Exercise requirements:
Please rescale the records from the line with "Guideline: for each instance of the bush, imagine" through the end of the records, both ends included, by copying every line in that span and multiplying each answer coordinate by 0.75. Round to whole numbers, rounding halves up, and leave every other number unchanged.

[Entries from a pointing dataset]
┄┄┄┄┄┄┄┄┄┄

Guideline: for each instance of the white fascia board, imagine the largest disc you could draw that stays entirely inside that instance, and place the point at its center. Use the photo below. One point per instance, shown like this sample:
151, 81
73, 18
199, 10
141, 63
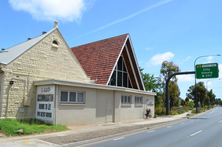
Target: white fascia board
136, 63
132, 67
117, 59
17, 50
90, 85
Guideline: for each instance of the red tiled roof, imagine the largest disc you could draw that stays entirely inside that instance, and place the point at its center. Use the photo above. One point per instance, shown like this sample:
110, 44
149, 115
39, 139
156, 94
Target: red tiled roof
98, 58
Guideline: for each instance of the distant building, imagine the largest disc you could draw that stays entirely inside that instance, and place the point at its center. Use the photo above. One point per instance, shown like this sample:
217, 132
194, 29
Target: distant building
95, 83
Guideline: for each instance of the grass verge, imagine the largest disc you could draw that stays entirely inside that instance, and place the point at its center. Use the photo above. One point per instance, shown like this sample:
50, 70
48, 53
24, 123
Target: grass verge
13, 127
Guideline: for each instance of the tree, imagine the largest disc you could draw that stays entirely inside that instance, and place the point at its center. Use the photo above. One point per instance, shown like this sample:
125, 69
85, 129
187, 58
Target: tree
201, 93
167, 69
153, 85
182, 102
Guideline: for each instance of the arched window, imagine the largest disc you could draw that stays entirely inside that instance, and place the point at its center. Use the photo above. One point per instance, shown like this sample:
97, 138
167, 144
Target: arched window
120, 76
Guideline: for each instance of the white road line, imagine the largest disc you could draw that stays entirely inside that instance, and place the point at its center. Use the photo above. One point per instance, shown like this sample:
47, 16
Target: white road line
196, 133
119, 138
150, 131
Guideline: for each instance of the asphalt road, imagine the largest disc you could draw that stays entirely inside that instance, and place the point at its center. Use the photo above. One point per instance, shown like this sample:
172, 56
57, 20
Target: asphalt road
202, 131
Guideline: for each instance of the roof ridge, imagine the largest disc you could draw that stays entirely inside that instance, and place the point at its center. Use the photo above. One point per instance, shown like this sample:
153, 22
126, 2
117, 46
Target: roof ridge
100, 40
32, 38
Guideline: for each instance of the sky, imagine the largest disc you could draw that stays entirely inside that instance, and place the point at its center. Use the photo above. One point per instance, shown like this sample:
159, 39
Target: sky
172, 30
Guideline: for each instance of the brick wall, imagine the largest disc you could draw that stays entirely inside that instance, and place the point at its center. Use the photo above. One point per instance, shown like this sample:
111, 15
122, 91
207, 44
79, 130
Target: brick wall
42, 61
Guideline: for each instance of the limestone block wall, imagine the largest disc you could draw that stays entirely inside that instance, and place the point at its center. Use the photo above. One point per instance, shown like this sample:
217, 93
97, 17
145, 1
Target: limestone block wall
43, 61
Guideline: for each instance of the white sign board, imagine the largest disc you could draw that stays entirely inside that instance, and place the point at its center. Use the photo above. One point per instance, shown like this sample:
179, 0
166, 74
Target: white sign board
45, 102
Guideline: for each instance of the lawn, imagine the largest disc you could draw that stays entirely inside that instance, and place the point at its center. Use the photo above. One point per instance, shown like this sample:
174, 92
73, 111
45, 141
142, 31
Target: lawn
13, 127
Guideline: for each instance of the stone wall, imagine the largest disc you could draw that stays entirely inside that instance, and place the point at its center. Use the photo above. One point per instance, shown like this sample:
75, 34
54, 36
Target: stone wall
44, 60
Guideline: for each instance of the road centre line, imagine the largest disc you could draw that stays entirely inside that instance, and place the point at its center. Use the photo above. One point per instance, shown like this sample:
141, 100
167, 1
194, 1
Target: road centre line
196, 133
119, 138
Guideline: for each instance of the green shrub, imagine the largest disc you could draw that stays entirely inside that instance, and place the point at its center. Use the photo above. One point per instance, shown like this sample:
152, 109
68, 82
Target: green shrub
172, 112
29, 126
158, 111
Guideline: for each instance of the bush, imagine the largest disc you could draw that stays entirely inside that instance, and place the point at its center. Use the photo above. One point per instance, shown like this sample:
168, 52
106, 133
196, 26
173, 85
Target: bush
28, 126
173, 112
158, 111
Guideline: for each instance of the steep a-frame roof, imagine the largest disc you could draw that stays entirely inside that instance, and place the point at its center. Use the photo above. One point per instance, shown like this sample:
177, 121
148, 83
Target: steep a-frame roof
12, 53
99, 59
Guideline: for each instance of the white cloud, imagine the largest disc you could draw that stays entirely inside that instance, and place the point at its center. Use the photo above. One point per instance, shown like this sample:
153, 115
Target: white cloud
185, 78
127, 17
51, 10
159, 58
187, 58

┄┄┄┄┄┄┄┄┄┄

Answer for this exercise:
Guideline: for each instance of the bush, imagine the largest disc you could draw that stays entirely inside that instance, and place the point at its center. Use the photo above. One point per instance, shown like this sample:
168, 52
106, 133
196, 26
173, 85
Target: bush
21, 95
130, 84
119, 83
Guideline: for each instance of the steep a-frame roof, imagine the largest disc you could draw that stays entirely inside that instance, and place the point at its center. Use the photo above. One point per instance, shown like this sample:
177, 121
148, 83
Target: steep a-frame roof
9, 40
74, 44
Guideline: for each instance of the white cloud, imagine the largest disc you could draw that stays entirely inside that instance, and place the point at its center. Use the photo above. One point per instance, shown like this sample:
153, 115
Target: white cloud
139, 59
95, 13
38, 8
119, 44
140, 44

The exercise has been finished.